[[ Data supplied open ]]
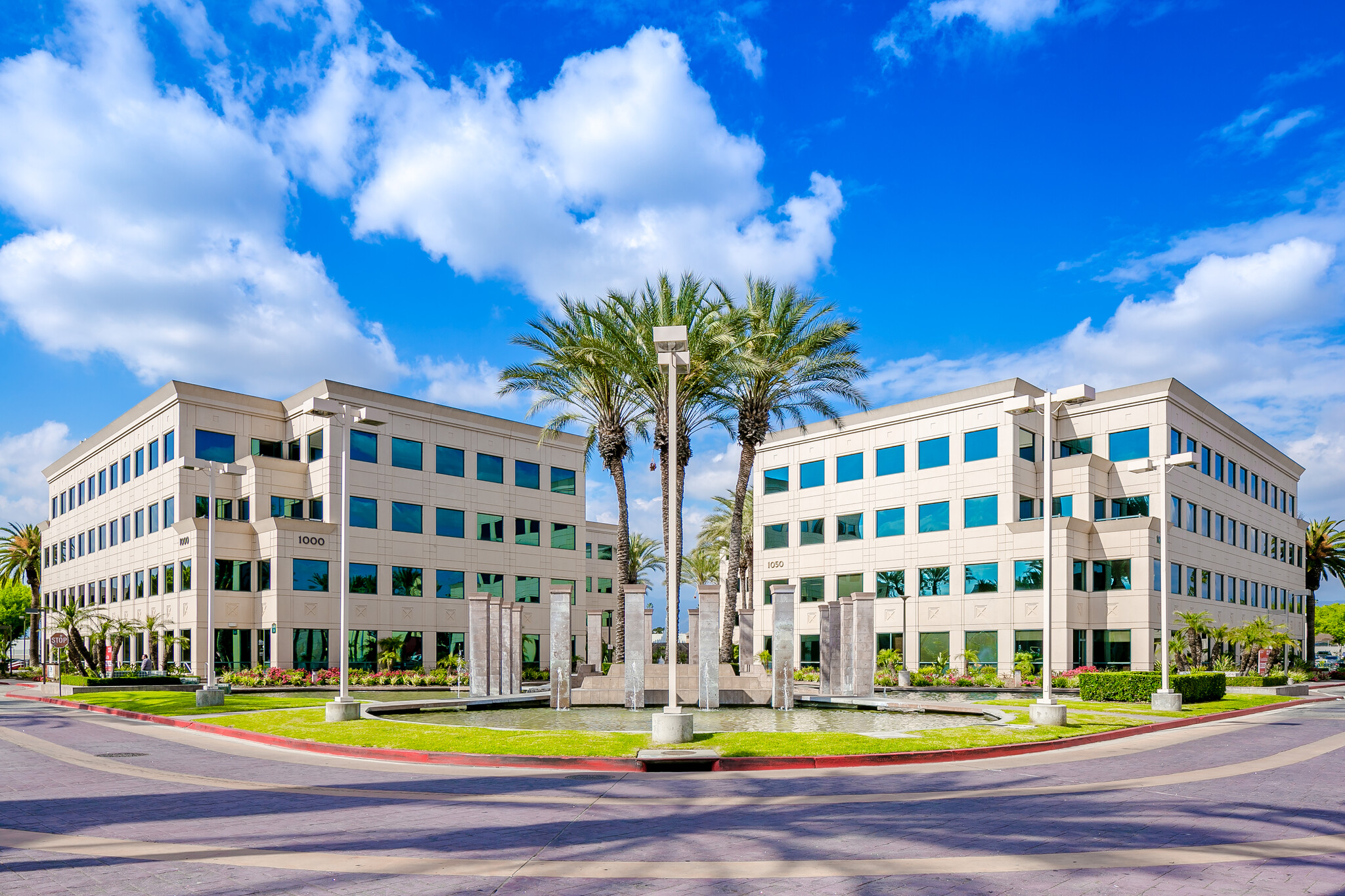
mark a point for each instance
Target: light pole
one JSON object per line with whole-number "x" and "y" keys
{"x": 343, "y": 708}
{"x": 1165, "y": 698}
{"x": 210, "y": 695}
{"x": 1047, "y": 711}
{"x": 670, "y": 343}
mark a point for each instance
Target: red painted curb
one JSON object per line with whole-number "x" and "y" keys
{"x": 608, "y": 763}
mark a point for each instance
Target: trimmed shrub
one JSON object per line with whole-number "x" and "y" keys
{"x": 1138, "y": 687}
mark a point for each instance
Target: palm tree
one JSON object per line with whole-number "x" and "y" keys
{"x": 795, "y": 356}
{"x": 1324, "y": 557}
{"x": 575, "y": 381}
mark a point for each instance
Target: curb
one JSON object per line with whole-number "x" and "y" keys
{"x": 615, "y": 763}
[[ Data supplied closed ]]
#### [Work request]
Note each line above that holds "curb", then copy all of them.

#### [Your solution]
Target: red painted curb
Target: curb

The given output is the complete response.